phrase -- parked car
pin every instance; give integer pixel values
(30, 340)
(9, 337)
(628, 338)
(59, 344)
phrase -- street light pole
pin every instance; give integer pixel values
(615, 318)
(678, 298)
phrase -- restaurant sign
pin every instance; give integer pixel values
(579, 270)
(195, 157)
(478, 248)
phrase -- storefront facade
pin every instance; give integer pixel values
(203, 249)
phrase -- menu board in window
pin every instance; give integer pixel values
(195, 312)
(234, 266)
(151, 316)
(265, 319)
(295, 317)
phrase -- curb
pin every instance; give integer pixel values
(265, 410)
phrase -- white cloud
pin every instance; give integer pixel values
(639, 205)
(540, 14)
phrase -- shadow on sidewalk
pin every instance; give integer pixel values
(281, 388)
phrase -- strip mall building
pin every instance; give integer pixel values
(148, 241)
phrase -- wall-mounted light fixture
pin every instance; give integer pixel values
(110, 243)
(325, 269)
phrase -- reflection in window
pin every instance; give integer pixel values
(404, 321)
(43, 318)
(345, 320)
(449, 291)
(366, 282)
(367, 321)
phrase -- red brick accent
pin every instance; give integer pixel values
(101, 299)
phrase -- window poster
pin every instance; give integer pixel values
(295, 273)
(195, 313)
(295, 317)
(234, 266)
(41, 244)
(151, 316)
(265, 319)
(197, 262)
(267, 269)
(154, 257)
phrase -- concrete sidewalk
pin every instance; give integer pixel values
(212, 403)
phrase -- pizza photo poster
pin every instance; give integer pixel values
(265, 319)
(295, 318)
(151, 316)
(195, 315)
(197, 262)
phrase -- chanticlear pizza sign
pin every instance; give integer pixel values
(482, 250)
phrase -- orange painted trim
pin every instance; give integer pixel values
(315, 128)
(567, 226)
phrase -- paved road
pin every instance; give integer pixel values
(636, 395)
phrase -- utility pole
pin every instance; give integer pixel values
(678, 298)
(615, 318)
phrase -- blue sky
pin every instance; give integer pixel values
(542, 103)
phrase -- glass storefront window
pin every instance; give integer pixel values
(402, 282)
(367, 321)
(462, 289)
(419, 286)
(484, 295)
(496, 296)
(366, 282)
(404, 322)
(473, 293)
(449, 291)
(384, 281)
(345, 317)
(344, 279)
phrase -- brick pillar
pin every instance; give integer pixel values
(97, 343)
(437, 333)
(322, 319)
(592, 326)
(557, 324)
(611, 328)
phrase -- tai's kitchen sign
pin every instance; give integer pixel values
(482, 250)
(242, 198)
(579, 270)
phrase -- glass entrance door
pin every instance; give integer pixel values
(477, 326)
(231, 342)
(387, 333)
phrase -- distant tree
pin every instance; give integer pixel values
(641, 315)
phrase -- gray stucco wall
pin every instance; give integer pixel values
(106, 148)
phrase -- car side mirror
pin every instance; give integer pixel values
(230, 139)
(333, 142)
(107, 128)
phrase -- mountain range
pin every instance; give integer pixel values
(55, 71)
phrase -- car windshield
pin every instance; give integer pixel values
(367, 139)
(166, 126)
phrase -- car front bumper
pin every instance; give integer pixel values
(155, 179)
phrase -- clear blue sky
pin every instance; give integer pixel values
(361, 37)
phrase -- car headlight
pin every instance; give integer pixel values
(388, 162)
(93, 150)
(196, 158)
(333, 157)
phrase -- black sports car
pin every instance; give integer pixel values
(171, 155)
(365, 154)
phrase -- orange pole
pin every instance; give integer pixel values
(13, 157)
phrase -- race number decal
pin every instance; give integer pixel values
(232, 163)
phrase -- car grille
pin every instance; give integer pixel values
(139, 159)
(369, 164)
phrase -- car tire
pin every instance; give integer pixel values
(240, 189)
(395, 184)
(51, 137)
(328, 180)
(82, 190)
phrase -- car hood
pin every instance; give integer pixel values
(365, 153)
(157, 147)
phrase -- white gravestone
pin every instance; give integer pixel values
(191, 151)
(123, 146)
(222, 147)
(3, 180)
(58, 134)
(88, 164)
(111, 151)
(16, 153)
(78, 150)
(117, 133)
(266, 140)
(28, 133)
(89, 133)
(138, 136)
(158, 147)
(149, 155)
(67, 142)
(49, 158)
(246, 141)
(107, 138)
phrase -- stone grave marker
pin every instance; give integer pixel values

▬▬▬▬▬▬▬▬▬▬

» **WHAT THE TASK ASKS**
Provide all the records again, word for word.

» **THE ANSWER**
phrase -- parked car
pin every instance; give integer pixel values
(30, 340)
(9, 337)
(628, 338)
(59, 344)
phrase -- street light pole
pin every instance; give integer pixel values
(615, 318)
(678, 298)
phrase -- restaurant sign
pin every instance; give integer pixel values
(579, 270)
(195, 157)
(478, 248)
phrase -- storefront facade
pin every instance; give integer pixel values
(203, 249)
phrase -- menu board in window
pin every instance; give integer pixel values
(195, 312)
(234, 266)
(151, 316)
(265, 319)
(295, 317)
phrase -- curb
pin every instance; give integer pixel values
(265, 410)
phrase -- white cloud
pin every instance; give integer pixel values
(639, 205)
(540, 14)
phrase -- shadow on sidewalk
pin every instance; give integer pixel values
(281, 388)
phrase -- strip mall building
pin every instance; give integer pixel values
(148, 241)
phrase -- wall-mounted light fixture
pin every instance; give integer pixel values
(110, 243)
(325, 269)
phrase -- reflection in window
pin every instance; give integer pixel values
(404, 321)
(43, 318)
(345, 320)
(449, 291)
(366, 282)
(367, 321)
phrase -- red brick accent
pin every instance; give integer pixel values
(101, 299)
phrase -- window poster
pin every instance; give integer pixel values
(295, 273)
(195, 313)
(295, 317)
(234, 266)
(41, 244)
(151, 316)
(265, 319)
(197, 262)
(267, 269)
(154, 257)
phrase -- concrete sidewalk
pin every instance; give integer pixel values
(212, 403)
phrase -- pizza photo poster
pin every instance; give integer pixel values
(265, 319)
(295, 318)
(151, 316)
(195, 315)
(197, 262)
phrase -- chanticlear pizza sign
pin every instance; give integer pixel values
(482, 250)
phrase -- orange painted trim
pin every instance; give integer pixel values
(315, 128)
(567, 226)
phrase -- paved road
pin every instance; give integer pixel values
(636, 395)
phrase -- utility pole
pin every instance; give integer pixel values
(678, 298)
(615, 318)
phrase -- blue sky
pin every instance; give integer pixel values
(542, 103)
phrase -- glass storefront window
pin every instance; give integer pixel values
(402, 282)
(367, 321)
(462, 289)
(419, 286)
(484, 295)
(496, 296)
(366, 282)
(404, 322)
(473, 293)
(449, 291)
(384, 281)
(345, 317)
(344, 279)
phrase -- brick pillar
pin every instance; give integer pixel values
(97, 343)
(437, 333)
(322, 319)
(592, 326)
(557, 324)
(611, 328)
phrase -- tai's kitchen sign
pin every instance; give integer pixel values
(482, 250)
(242, 198)
(579, 270)
phrase -- glass entrance door
pin every instance; give integer pixel values
(477, 326)
(231, 342)
(387, 333)
phrase -- distant tree
pin every instance; give integer pixel values
(641, 315)
phrase -- gray stucco wall
pin every instance; give integer pixel values
(106, 148)
phrase -- car side mirror
pin every instance; give integer pixel values
(230, 139)
(333, 142)
(107, 128)
phrase -- mountain range
pin every instance; give integer pixel values
(55, 71)
phrase -- car windshield
pin every instance; give integer pixel values
(367, 139)
(166, 126)
phrase -- car front bumper
pin every instance; give integer pixel values
(155, 179)
phrase -- clear blue sky
pin every instance; give integer pixel values
(361, 37)
phrase -- car headlight
pin every instance; give integer pixel values
(388, 162)
(93, 150)
(196, 158)
(333, 157)
phrase -- black sports car
pin every instance; give integer pixel values
(171, 155)
(365, 154)
phrase -- orange pole
pin every instance; give integer pixel values
(13, 157)
phrase -- race number decal
pin every instance; give integer pixel values
(232, 163)
phrase -- car grille
pin every instance; give integer pixel values
(139, 159)
(369, 164)
phrase -- car tire
pin every instance; give integer pixel values
(240, 189)
(395, 184)
(51, 137)
(328, 180)
(82, 190)
phrase -- car hood
pin every instance; give integer pixel values
(365, 153)
(157, 147)
phrase -- white gravestone
pin every instance; give integer pixel values
(191, 151)
(123, 146)
(222, 147)
(3, 180)
(58, 134)
(88, 164)
(111, 151)
(16, 153)
(78, 150)
(117, 133)
(266, 140)
(28, 133)
(89, 133)
(138, 136)
(158, 147)
(149, 155)
(67, 142)
(49, 158)
(246, 141)
(107, 138)
phrase -- stone grave marker
pin every instance; give integer pixel values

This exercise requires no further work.